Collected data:
━━━━━━━━━━
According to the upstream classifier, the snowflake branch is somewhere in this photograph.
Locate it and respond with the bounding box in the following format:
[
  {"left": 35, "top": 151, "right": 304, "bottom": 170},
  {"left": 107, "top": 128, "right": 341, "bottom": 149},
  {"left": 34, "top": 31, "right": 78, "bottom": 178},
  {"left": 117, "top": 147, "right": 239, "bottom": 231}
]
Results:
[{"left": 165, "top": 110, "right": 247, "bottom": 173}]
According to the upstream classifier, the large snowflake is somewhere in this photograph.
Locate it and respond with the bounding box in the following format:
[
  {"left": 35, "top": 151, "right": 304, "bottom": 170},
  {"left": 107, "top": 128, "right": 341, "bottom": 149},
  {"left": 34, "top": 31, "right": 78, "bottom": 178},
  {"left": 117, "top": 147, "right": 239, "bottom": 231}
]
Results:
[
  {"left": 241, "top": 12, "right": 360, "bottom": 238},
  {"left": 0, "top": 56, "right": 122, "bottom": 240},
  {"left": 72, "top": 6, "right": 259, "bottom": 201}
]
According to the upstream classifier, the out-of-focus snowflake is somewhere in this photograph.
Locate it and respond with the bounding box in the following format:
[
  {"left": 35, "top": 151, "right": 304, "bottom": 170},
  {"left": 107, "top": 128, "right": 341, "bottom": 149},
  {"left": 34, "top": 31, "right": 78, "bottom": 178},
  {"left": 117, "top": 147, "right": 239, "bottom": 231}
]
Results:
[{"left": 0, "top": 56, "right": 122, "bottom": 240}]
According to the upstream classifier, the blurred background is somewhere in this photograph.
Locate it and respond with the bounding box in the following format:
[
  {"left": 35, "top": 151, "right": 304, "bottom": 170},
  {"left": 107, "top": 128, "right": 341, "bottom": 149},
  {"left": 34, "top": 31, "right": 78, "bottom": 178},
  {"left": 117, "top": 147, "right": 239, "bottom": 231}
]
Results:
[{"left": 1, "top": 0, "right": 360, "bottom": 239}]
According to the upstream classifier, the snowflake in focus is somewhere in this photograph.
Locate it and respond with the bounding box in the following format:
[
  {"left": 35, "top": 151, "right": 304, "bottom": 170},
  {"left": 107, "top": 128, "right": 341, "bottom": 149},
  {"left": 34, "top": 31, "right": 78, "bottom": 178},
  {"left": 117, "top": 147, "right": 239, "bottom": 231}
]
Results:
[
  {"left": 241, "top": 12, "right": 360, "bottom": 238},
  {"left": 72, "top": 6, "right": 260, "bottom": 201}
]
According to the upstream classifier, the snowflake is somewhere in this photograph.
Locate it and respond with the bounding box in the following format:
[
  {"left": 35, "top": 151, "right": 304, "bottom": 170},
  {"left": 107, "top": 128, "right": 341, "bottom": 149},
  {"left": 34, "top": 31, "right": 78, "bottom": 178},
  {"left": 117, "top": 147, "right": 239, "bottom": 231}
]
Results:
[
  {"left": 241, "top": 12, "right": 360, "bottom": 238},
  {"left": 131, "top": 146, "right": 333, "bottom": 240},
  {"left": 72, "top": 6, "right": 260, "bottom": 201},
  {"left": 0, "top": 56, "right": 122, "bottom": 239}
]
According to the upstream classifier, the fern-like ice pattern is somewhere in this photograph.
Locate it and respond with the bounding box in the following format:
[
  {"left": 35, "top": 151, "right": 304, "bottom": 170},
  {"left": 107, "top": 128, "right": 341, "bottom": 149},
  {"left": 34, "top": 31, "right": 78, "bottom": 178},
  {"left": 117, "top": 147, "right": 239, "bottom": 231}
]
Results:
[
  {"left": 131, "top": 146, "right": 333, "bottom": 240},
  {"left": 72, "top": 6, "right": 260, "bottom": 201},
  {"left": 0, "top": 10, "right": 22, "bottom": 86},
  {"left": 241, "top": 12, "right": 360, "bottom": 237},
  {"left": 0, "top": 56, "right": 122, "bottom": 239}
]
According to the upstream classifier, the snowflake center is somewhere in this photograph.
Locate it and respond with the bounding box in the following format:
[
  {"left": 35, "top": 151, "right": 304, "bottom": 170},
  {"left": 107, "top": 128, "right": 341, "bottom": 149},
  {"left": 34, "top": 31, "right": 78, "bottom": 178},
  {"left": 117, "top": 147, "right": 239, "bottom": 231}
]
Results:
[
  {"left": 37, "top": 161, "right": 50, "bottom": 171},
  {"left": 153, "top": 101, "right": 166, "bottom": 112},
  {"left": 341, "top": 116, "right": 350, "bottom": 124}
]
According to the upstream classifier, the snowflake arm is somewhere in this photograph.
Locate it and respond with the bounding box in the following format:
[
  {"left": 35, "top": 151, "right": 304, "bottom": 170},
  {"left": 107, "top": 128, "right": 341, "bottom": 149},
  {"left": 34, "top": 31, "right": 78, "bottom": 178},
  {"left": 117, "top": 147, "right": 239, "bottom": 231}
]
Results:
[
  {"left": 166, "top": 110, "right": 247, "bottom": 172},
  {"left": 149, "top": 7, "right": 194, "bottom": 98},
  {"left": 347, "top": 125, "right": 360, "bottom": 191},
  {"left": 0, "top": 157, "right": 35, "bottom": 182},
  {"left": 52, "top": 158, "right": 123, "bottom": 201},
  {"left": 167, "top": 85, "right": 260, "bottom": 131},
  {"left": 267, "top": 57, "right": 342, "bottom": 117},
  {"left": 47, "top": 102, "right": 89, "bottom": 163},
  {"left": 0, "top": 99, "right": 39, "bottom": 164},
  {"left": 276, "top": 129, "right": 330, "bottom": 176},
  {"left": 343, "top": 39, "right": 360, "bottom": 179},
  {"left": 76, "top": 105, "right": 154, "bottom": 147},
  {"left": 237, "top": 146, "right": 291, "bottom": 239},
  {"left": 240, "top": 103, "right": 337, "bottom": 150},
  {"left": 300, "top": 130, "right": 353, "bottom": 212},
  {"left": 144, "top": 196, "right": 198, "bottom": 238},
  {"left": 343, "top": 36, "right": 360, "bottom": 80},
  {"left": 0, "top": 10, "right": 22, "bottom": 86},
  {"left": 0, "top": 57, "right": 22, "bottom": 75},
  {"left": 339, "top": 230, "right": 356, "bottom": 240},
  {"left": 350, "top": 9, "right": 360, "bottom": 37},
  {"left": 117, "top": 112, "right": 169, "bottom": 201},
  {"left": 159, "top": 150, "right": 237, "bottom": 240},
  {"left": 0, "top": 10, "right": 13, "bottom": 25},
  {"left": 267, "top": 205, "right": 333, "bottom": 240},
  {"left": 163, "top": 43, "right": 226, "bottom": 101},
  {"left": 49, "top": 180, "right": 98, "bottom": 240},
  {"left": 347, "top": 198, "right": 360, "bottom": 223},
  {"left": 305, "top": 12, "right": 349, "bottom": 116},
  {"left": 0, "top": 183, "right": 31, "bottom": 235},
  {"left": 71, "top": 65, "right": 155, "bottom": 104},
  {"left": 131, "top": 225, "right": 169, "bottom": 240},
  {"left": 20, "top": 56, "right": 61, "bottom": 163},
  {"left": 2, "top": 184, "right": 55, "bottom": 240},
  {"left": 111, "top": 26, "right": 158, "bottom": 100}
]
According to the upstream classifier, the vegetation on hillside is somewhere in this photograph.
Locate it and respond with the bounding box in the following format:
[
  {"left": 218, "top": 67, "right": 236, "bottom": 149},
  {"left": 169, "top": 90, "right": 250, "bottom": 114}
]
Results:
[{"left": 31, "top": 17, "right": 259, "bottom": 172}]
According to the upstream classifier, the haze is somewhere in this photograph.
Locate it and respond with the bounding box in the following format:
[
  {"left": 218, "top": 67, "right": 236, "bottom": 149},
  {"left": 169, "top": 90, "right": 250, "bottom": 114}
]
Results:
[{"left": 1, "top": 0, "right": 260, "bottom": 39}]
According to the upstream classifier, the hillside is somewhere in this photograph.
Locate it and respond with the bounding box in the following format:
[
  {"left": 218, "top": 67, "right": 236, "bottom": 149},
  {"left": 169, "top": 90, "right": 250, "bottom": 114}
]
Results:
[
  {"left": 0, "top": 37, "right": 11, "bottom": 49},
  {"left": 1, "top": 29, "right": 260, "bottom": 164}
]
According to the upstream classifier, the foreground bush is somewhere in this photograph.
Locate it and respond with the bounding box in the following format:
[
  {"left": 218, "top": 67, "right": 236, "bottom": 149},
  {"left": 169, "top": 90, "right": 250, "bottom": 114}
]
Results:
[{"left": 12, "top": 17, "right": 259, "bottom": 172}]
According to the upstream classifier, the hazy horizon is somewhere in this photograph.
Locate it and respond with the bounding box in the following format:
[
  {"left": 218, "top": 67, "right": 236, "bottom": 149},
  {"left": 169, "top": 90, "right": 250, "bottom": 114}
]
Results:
━━━━━━━━━━
WHAT THIS TASK INVOLVES. Going through the entries above, count the lines with the word "hillside". Give only the result.

YOUR SOLUTION. 2